DATASET EXCERPTS:
== == ==
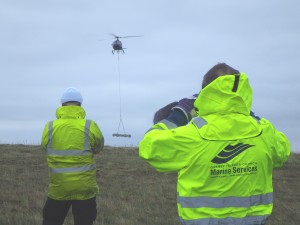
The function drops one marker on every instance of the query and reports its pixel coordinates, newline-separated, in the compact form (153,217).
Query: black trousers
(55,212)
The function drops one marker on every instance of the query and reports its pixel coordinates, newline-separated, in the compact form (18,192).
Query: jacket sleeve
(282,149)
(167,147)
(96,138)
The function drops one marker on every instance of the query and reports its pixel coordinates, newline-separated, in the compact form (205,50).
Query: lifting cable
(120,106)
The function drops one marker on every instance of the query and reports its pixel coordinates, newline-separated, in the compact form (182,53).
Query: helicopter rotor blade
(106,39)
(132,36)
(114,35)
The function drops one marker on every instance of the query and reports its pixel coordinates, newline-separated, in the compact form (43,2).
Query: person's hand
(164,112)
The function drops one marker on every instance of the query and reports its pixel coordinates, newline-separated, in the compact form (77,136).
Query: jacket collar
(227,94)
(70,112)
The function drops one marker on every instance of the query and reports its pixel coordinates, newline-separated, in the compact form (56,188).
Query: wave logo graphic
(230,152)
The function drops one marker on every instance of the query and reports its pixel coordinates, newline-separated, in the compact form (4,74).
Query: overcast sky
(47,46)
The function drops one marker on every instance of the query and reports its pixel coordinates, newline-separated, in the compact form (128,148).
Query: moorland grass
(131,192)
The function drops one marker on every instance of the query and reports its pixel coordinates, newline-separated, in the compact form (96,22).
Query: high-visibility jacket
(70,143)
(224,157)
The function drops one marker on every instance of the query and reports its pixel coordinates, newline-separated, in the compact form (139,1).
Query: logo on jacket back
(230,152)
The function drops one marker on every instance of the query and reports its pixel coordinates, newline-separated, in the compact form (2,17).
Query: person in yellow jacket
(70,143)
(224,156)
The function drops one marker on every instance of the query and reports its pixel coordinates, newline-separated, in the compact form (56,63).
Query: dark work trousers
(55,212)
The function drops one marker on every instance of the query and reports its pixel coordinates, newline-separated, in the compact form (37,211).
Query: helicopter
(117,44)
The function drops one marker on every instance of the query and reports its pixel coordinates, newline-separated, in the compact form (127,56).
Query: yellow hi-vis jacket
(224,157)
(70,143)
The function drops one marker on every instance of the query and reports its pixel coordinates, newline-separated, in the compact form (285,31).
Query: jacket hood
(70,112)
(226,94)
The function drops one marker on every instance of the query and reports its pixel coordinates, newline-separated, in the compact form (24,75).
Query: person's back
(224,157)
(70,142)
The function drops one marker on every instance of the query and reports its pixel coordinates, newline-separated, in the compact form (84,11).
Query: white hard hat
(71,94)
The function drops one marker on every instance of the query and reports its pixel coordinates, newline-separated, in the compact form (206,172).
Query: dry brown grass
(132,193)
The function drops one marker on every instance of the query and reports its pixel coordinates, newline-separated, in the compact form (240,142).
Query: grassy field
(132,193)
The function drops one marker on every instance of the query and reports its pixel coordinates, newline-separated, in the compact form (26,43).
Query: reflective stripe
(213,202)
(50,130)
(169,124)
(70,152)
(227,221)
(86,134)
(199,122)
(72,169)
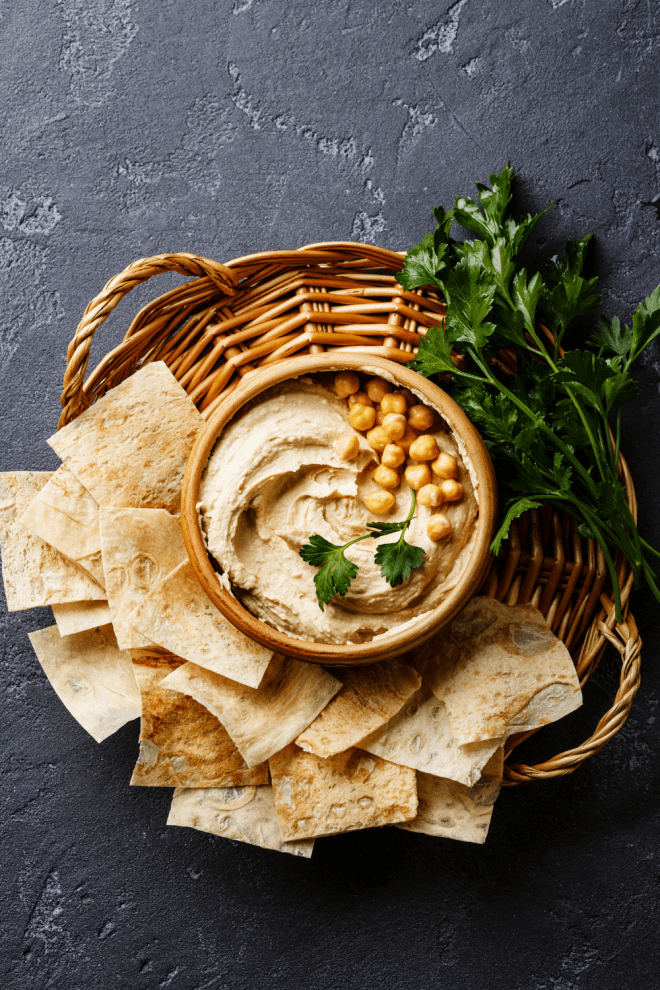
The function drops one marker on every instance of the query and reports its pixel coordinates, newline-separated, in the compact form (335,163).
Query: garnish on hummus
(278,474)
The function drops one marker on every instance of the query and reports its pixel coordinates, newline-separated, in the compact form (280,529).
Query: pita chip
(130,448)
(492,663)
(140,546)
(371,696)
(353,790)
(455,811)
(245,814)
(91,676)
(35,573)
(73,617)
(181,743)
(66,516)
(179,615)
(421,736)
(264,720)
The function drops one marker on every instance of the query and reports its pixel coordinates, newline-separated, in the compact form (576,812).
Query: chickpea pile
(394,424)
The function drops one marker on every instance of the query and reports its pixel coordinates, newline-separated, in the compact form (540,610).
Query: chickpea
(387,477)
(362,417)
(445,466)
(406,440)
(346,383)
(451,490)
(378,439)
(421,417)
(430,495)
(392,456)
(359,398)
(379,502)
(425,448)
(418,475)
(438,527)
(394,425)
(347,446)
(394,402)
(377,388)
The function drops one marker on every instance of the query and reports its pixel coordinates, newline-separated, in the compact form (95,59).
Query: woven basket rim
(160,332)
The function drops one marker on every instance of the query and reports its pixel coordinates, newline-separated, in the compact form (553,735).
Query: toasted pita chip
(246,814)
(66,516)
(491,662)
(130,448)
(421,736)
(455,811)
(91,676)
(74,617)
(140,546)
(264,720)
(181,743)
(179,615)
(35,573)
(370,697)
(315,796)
== == ==
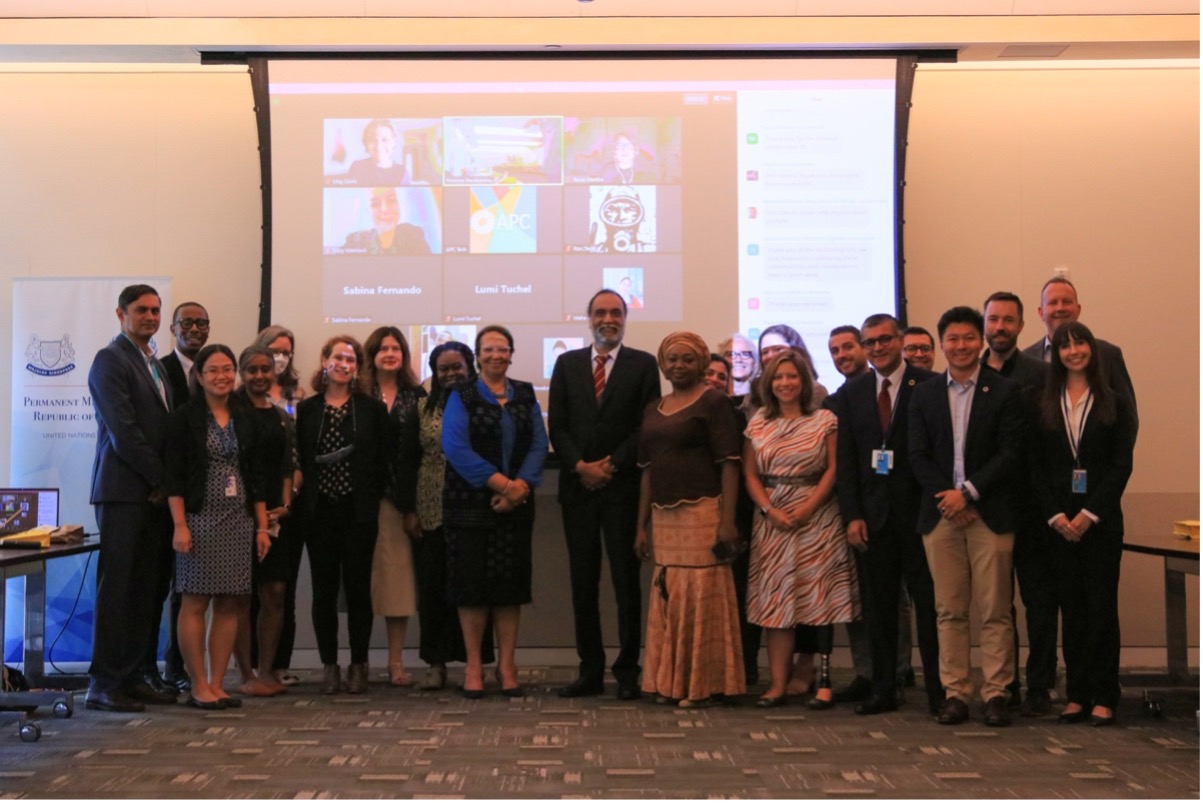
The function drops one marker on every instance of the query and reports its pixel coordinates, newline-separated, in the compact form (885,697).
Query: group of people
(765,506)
== == ==
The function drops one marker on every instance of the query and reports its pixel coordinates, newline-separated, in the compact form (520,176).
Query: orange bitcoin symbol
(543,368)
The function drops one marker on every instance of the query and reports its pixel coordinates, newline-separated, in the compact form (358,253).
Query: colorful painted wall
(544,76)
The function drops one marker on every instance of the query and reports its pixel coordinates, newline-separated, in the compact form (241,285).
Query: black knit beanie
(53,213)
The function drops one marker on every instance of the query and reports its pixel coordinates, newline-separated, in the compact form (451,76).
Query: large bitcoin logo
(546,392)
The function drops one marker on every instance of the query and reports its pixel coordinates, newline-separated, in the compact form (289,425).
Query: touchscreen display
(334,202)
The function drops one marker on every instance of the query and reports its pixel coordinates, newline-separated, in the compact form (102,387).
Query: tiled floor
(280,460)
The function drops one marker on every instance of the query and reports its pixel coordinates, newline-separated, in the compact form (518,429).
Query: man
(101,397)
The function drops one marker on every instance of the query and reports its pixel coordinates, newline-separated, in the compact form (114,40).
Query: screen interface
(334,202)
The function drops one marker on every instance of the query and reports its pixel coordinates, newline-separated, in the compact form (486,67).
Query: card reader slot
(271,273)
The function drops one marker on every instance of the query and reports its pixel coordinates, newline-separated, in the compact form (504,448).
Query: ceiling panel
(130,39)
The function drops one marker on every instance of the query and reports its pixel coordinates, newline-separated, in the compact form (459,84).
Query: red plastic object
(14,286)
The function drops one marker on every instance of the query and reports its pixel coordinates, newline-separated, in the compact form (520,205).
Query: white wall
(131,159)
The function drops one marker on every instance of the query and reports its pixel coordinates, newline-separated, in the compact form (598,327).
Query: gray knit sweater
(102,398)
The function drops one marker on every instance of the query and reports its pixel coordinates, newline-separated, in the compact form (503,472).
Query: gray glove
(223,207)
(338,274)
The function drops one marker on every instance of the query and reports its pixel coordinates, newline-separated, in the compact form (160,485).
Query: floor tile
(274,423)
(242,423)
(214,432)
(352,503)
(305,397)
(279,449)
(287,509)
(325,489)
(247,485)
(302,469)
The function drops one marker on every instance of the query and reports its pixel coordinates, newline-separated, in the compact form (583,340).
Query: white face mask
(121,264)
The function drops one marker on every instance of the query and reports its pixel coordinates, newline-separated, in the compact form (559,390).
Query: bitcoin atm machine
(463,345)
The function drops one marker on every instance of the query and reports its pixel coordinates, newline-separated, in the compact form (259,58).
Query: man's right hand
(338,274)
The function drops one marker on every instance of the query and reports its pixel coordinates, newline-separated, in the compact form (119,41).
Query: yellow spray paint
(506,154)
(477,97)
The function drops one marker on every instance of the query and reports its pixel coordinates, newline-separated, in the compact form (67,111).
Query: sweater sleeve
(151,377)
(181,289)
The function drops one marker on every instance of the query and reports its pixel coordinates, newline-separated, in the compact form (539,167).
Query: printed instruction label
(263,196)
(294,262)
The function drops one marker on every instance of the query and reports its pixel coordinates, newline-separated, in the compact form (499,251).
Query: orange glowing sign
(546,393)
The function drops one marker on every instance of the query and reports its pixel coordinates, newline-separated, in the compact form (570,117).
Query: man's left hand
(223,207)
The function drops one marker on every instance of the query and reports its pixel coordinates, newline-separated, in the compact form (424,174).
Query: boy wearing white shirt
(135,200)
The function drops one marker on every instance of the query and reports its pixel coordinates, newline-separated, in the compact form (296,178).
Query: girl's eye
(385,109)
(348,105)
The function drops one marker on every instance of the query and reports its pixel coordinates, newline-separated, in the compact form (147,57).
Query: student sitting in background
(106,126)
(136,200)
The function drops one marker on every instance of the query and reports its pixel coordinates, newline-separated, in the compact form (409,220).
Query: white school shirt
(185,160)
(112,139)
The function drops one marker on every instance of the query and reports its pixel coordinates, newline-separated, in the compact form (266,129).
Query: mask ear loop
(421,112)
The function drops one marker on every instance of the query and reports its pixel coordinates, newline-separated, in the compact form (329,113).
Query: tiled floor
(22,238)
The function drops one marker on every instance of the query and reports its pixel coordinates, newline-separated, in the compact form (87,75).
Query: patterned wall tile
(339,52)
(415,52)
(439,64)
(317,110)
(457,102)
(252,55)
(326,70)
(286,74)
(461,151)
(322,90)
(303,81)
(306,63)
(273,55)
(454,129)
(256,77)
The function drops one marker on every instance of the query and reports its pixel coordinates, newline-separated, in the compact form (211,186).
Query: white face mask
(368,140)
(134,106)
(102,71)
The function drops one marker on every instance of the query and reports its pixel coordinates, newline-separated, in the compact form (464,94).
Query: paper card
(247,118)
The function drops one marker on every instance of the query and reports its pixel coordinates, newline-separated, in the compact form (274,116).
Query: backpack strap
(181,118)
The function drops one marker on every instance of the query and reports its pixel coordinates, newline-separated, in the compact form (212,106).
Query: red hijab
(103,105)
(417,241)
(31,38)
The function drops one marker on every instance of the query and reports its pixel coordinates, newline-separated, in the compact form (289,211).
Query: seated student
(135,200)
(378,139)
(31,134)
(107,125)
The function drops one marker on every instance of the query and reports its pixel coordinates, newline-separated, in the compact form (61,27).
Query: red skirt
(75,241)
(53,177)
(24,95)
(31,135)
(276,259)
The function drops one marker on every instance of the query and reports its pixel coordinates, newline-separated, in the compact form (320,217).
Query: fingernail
== == ==
PROBLEM DESCRIPTION: Identify and copy each line above that contains the string "person", treating uppercase and lowercase as different.

TASK ANSWER:
Query: person's hand
Query: person in yellow jacket
Query: person's back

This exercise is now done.